Pointing dataset excerpts:
-- START --

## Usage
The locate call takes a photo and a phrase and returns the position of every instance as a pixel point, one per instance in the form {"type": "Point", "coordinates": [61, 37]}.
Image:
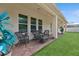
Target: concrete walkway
{"type": "Point", "coordinates": [30, 48]}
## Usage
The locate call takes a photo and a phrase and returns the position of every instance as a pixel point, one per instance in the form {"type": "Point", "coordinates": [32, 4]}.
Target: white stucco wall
{"type": "Point", "coordinates": [73, 29]}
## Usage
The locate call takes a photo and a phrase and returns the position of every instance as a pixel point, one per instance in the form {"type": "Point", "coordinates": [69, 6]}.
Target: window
{"type": "Point", "coordinates": [33, 24]}
{"type": "Point", "coordinates": [40, 25]}
{"type": "Point", "coordinates": [22, 23]}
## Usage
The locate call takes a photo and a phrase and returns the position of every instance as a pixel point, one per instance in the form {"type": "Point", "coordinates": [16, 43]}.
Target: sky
{"type": "Point", "coordinates": [70, 11]}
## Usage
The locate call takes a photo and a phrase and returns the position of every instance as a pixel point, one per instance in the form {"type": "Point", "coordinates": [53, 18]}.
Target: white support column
{"type": "Point", "coordinates": [55, 26]}
{"type": "Point", "coordinates": [29, 27]}
{"type": "Point", "coordinates": [37, 24]}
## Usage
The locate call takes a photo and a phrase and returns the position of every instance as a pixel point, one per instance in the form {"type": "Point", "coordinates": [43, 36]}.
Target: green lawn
{"type": "Point", "coordinates": [66, 45]}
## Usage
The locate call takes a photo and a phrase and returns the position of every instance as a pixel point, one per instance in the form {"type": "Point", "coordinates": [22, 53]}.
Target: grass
{"type": "Point", "coordinates": [66, 45]}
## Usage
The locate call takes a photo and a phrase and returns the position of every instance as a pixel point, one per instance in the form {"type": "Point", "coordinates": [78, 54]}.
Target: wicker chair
{"type": "Point", "coordinates": [23, 38]}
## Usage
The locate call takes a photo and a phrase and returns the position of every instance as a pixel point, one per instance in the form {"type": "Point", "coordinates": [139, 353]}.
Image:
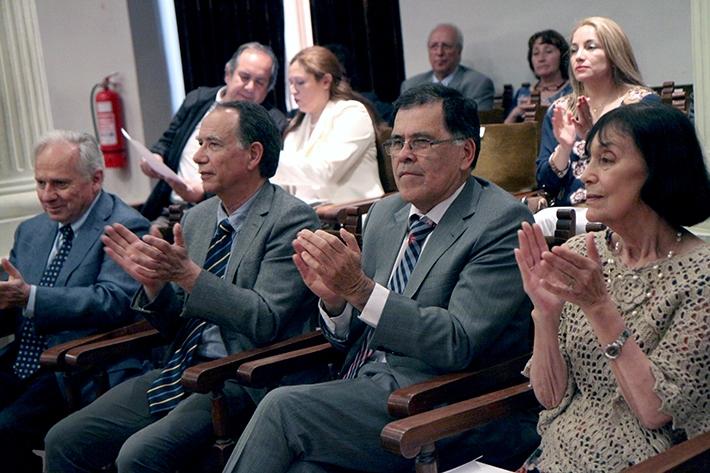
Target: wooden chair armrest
{"type": "Point", "coordinates": [206, 377]}
{"type": "Point", "coordinates": [407, 437]}
{"type": "Point", "coordinates": [454, 387]}
{"type": "Point", "coordinates": [53, 357]}
{"type": "Point", "coordinates": [268, 371]}
{"type": "Point", "coordinates": [108, 350]}
{"type": "Point", "coordinates": [690, 456]}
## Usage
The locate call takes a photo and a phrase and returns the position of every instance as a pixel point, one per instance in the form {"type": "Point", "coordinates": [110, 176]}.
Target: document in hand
{"type": "Point", "coordinates": [156, 164]}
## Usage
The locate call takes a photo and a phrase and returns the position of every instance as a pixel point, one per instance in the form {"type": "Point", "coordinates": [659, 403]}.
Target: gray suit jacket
{"type": "Point", "coordinates": [464, 304]}
{"type": "Point", "coordinates": [471, 83]}
{"type": "Point", "coordinates": [92, 293]}
{"type": "Point", "coordinates": [262, 297]}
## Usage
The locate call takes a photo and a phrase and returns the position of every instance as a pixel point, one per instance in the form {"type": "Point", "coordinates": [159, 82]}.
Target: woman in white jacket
{"type": "Point", "coordinates": [330, 150]}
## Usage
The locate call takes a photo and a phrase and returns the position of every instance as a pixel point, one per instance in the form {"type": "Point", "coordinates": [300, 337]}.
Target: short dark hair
{"type": "Point", "coordinates": [256, 125]}
{"type": "Point", "coordinates": [557, 40]}
{"type": "Point", "coordinates": [677, 186]}
{"type": "Point", "coordinates": [460, 113]}
{"type": "Point", "coordinates": [231, 65]}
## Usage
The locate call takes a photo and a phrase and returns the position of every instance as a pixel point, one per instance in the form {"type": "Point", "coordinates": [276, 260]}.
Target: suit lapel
{"type": "Point", "coordinates": [456, 80]}
{"type": "Point", "coordinates": [207, 222]}
{"type": "Point", "coordinates": [46, 233]}
{"type": "Point", "coordinates": [87, 237]}
{"type": "Point", "coordinates": [449, 229]}
{"type": "Point", "coordinates": [250, 228]}
{"type": "Point", "coordinates": [395, 228]}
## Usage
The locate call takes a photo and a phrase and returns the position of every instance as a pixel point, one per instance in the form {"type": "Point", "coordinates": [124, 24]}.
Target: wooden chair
{"type": "Point", "coordinates": [415, 437]}
{"type": "Point", "coordinates": [508, 154]}
{"type": "Point", "coordinates": [679, 97]}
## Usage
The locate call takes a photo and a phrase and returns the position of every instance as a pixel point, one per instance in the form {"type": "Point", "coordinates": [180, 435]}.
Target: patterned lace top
{"type": "Point", "coordinates": [666, 306]}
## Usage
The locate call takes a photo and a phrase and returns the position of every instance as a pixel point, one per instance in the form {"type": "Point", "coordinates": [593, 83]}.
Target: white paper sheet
{"type": "Point", "coordinates": [155, 164]}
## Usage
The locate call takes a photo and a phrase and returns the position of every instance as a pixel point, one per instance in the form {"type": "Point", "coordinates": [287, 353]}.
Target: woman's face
{"type": "Point", "coordinates": [545, 59]}
{"type": "Point", "coordinates": [310, 94]}
{"type": "Point", "coordinates": [613, 178]}
{"type": "Point", "coordinates": [588, 59]}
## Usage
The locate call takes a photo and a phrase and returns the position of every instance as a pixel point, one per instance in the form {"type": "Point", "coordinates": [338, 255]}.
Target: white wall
{"type": "Point", "coordinates": [496, 33]}
{"type": "Point", "coordinates": [83, 41]}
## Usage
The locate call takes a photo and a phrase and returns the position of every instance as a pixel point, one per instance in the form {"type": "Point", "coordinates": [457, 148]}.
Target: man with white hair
{"type": "Point", "coordinates": [445, 44]}
{"type": "Point", "coordinates": [60, 285]}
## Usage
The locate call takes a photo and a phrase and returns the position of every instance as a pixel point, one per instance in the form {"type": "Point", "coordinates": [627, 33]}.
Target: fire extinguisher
{"type": "Point", "coordinates": [107, 116]}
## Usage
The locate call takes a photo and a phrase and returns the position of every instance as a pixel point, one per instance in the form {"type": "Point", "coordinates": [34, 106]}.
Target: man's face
{"type": "Point", "coordinates": [427, 177]}
{"type": "Point", "coordinates": [63, 190]}
{"type": "Point", "coordinates": [222, 162]}
{"type": "Point", "coordinates": [444, 53]}
{"type": "Point", "coordinates": [250, 80]}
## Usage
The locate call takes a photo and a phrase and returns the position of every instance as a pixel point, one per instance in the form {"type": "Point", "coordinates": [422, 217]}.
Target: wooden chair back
{"type": "Point", "coordinates": [508, 154]}
{"type": "Point", "coordinates": [505, 100]}
{"type": "Point", "coordinates": [494, 115]}
{"type": "Point", "coordinates": [680, 96]}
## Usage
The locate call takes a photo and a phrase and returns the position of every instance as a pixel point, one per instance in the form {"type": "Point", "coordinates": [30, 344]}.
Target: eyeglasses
{"type": "Point", "coordinates": [417, 145]}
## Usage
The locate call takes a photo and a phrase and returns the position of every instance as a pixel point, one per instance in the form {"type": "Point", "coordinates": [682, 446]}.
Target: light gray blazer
{"type": "Point", "coordinates": [92, 293]}
{"type": "Point", "coordinates": [464, 303]}
{"type": "Point", "coordinates": [262, 297]}
{"type": "Point", "coordinates": [471, 83]}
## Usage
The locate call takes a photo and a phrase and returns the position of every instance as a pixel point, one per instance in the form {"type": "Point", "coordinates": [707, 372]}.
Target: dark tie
{"type": "Point", "coordinates": [32, 344]}
{"type": "Point", "coordinates": [419, 229]}
{"type": "Point", "coordinates": [166, 391]}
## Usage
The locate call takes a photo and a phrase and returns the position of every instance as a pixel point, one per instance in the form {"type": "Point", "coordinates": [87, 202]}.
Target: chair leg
{"type": "Point", "coordinates": [426, 461]}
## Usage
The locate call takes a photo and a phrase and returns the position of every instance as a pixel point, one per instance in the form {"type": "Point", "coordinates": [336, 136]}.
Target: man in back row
{"type": "Point", "coordinates": [436, 290]}
{"type": "Point", "coordinates": [249, 76]}
{"type": "Point", "coordinates": [227, 284]}
{"type": "Point", "coordinates": [445, 44]}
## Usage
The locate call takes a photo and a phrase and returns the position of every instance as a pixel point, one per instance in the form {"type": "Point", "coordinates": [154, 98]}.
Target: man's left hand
{"type": "Point", "coordinates": [14, 292]}
{"type": "Point", "coordinates": [337, 263]}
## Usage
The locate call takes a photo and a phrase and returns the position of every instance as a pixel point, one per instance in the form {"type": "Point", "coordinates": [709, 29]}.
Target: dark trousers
{"type": "Point", "coordinates": [28, 408]}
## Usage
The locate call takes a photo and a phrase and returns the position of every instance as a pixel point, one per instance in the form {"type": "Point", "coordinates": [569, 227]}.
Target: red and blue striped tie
{"type": "Point", "coordinates": [166, 391]}
{"type": "Point", "coordinates": [419, 229]}
{"type": "Point", "coordinates": [31, 343]}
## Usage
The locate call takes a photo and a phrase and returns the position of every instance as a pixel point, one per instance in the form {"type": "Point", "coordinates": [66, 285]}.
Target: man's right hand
{"type": "Point", "coordinates": [147, 170]}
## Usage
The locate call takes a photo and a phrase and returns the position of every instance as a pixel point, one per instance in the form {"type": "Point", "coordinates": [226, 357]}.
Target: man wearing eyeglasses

-- END --

◆ What is being asked:
Pick out every line in the rows above that contains the word "gray", and copy each of those lines in full.

◆ Solution to this problem:
Target: gray suit jacket
Target: light gray blazer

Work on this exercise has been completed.